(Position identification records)
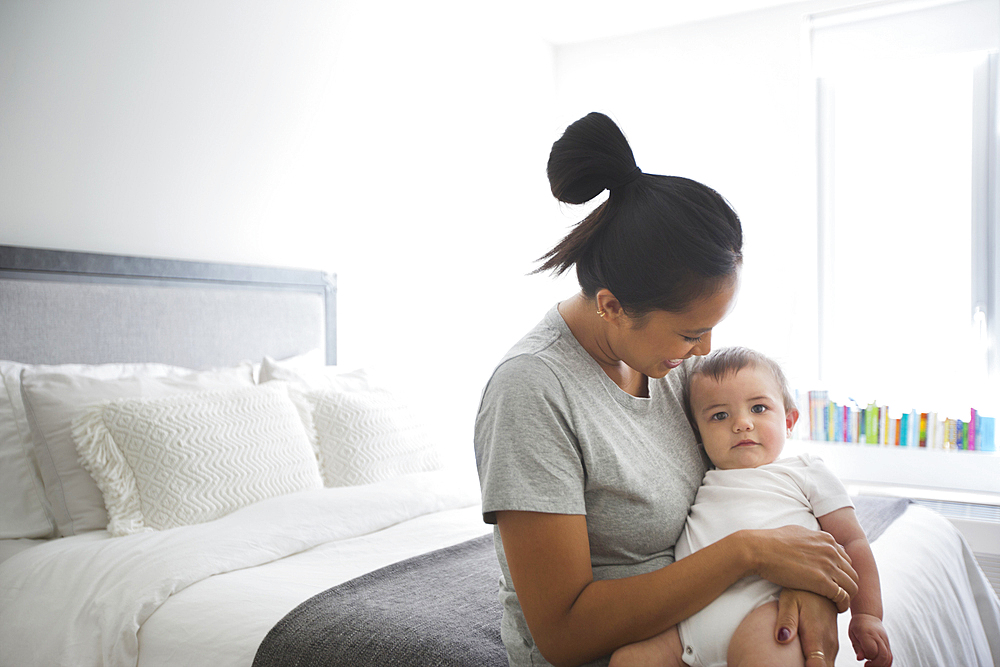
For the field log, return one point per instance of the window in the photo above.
(907, 193)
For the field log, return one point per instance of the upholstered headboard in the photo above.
(74, 307)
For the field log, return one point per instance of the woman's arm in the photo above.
(574, 619)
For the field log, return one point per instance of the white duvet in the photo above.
(82, 600)
(208, 594)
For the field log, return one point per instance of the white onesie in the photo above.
(792, 491)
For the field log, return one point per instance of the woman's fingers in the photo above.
(798, 557)
(814, 620)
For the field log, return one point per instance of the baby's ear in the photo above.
(790, 418)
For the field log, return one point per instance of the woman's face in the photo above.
(659, 341)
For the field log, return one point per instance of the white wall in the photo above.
(401, 145)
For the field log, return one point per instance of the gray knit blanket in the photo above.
(438, 609)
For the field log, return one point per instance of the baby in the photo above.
(741, 409)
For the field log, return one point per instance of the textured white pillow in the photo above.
(22, 498)
(367, 436)
(54, 397)
(191, 458)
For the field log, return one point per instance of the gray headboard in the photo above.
(75, 307)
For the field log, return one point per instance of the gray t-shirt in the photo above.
(555, 434)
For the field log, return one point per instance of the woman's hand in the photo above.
(814, 619)
(809, 560)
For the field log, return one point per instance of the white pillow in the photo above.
(22, 498)
(191, 458)
(307, 372)
(367, 436)
(53, 399)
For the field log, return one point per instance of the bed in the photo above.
(105, 558)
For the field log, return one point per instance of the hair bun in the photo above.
(591, 156)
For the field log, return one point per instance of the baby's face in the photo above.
(741, 419)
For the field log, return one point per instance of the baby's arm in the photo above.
(866, 631)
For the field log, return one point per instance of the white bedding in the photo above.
(208, 594)
(82, 600)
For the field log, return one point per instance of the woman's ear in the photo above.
(608, 307)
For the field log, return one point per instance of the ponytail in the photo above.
(657, 242)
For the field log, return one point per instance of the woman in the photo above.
(587, 462)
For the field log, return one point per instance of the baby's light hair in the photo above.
(728, 361)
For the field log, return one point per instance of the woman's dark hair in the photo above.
(657, 243)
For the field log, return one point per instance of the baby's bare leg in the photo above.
(753, 643)
(663, 650)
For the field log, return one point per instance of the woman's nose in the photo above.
(704, 346)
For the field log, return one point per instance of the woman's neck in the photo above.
(592, 332)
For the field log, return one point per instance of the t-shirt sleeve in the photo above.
(526, 452)
(824, 490)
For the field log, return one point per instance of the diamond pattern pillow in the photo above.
(368, 436)
(191, 458)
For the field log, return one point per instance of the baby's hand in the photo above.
(870, 641)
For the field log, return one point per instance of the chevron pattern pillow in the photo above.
(367, 436)
(194, 457)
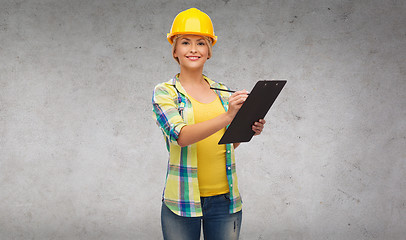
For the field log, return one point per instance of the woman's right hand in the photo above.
(235, 102)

[WHAT IS BEING ASKED]
Please repeat the material word for word, from the line containing "nose in the photo above." through the end of the material. Leave out the pictures.

[REPLY]
For the field log, return one point per instance of the woman's nose in the photo above.
(704, 346)
For the field log, return one point per instance of the woman's neck in the photo above.
(592, 332)
For the field log, return one point per instance of the t-shirt sleeve in the photo above.
(526, 452)
(824, 490)
For the field log, return one point per instance of the diamond pattern pillow in the photo above.
(368, 436)
(191, 458)
For the field log, return one point per instance of the baby's hand in the photo above.
(870, 641)
For the field log, return one point per instance of the chevron pattern pillow in the photo above.
(367, 436)
(194, 457)
For the field log, return one point per instance of the woman's right hand in the photo above.
(235, 102)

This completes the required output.